# Data extract
------------------------------------

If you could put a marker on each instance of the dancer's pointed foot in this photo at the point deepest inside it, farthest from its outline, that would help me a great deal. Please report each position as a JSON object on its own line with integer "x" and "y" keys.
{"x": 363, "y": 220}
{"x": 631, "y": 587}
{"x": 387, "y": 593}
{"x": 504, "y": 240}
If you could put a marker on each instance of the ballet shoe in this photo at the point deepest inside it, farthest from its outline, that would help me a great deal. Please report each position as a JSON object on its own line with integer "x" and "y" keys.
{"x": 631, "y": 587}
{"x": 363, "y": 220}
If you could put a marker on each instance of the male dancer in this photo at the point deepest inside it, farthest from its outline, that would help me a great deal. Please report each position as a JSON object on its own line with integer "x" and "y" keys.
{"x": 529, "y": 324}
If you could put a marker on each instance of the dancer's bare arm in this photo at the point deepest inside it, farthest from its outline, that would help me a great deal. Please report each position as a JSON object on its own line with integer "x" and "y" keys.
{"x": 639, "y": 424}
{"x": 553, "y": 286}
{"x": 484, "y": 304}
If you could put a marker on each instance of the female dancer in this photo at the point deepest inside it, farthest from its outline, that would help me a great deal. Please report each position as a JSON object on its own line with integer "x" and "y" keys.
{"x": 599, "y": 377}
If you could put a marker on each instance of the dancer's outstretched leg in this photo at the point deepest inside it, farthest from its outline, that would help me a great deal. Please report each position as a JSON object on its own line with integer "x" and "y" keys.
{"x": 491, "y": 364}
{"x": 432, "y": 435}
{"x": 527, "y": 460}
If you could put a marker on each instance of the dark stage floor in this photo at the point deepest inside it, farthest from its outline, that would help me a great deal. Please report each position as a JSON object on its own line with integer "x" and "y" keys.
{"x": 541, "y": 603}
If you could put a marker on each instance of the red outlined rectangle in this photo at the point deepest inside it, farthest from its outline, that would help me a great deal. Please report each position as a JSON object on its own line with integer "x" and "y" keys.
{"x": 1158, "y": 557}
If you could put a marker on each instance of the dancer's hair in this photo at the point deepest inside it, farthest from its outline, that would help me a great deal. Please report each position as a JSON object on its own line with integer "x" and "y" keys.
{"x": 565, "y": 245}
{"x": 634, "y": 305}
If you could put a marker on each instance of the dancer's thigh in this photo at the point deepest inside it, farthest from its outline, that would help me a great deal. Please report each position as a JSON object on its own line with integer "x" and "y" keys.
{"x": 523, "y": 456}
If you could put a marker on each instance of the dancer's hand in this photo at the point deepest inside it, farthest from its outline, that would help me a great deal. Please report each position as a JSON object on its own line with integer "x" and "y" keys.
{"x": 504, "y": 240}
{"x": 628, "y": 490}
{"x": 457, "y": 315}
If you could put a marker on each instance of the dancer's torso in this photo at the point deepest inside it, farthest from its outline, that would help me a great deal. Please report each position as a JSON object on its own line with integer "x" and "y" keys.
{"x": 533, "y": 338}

------------------------------------

Return the full listing, character for character.

# Exercise answer
If you could put a marker on each instance of the dancer's pointed foot in this photo at the point deepest inside it, farthest from its outline, that would help me a great deal. Please report each position as a JSON object on its own line with integer "x" and "y" keys.
{"x": 363, "y": 220}
{"x": 631, "y": 587}
{"x": 387, "y": 593}
{"x": 504, "y": 240}
If you could put a marker on each instance of the ballet shoe in this photo at the point deepest inside it, farthest from its outline, that would help me a great deal. Please report each position as a JSON object on its own line with integer "x" and "y" keys.
{"x": 631, "y": 587}
{"x": 363, "y": 220}
If you could put a marker on each instance of the male dancer in this photo at the point deepest inside it, farthest from its outline, that would help me a great deal. Please report each position as a JSON object on its own line with integer "x" and "y" keys.
{"x": 529, "y": 324}
If you could put a marker on each instance of the dancer's bare arm in this photo at the point deepest inside it, farthest from its outline, that would help me a great deal. Please report each position as a JSON object on its own line with integer "x" and "y" keys.
{"x": 639, "y": 424}
{"x": 553, "y": 286}
{"x": 484, "y": 304}
If you could put a marker on each instance of the female dancer in this photo at the point deepest inside it, farthest from its outline, that would help me a great deal. Please report each position as a JSON object on its own line with integer "x" and "y" keys.
{"x": 599, "y": 377}
If you could put a marker on each instance of the dancer's outstretched leg in this photo at the point deepest inside it, farthest from its outline, that would help me a great deal. Please report each position as a JSON object on its own line with integer "x" and "y" keys.
{"x": 491, "y": 364}
{"x": 432, "y": 435}
{"x": 527, "y": 460}
If you could put a marker on each instance of the dark stage floor in this photo at the point deepest inside it, farthest from its outline, that would help me a great deal. Please report each position as a JSON object on its own line with integer "x" and "y" keys.
{"x": 541, "y": 603}
If you could put a marker on each instance of the red outlined rectangle in this photo at the point deepest inside it, farthest from its outline, that would help me a great deal. Please report each position as a JSON object on its own line with integer "x" and "y" keys.
{"x": 1158, "y": 557}
If you could put a marker on each instance of the dancer's hair in this photo at the point deepest inside it, farthest from its outline, that would help me a great deal. Please report each position as a JSON object on its own line with integer "x" and "y" keys.
{"x": 565, "y": 245}
{"x": 634, "y": 305}
If you could put a marker on each instance of the dancer's thigh in this photo at the point deepest inside it, farthest from its outline, that would help me a great deal. Please report each position as a JSON object on its own line with integer "x" and "y" keys.
{"x": 523, "y": 456}
If you could put a marker on each instance of the dancer's hand in this photo at the point deepest inside it, farthest from its outline, that would help me a great deal. Please report each position as a JSON object on its own line with integer "x" and "y" keys.
{"x": 504, "y": 240}
{"x": 628, "y": 490}
{"x": 457, "y": 315}
If you could put a marker on each instance of the dancer's torso in this photo at the point deepest inside it, farthest from its outline, that would help me a great deal. Please report each position as a JSON object on its own line with integer "x" and "y" keys.
{"x": 533, "y": 338}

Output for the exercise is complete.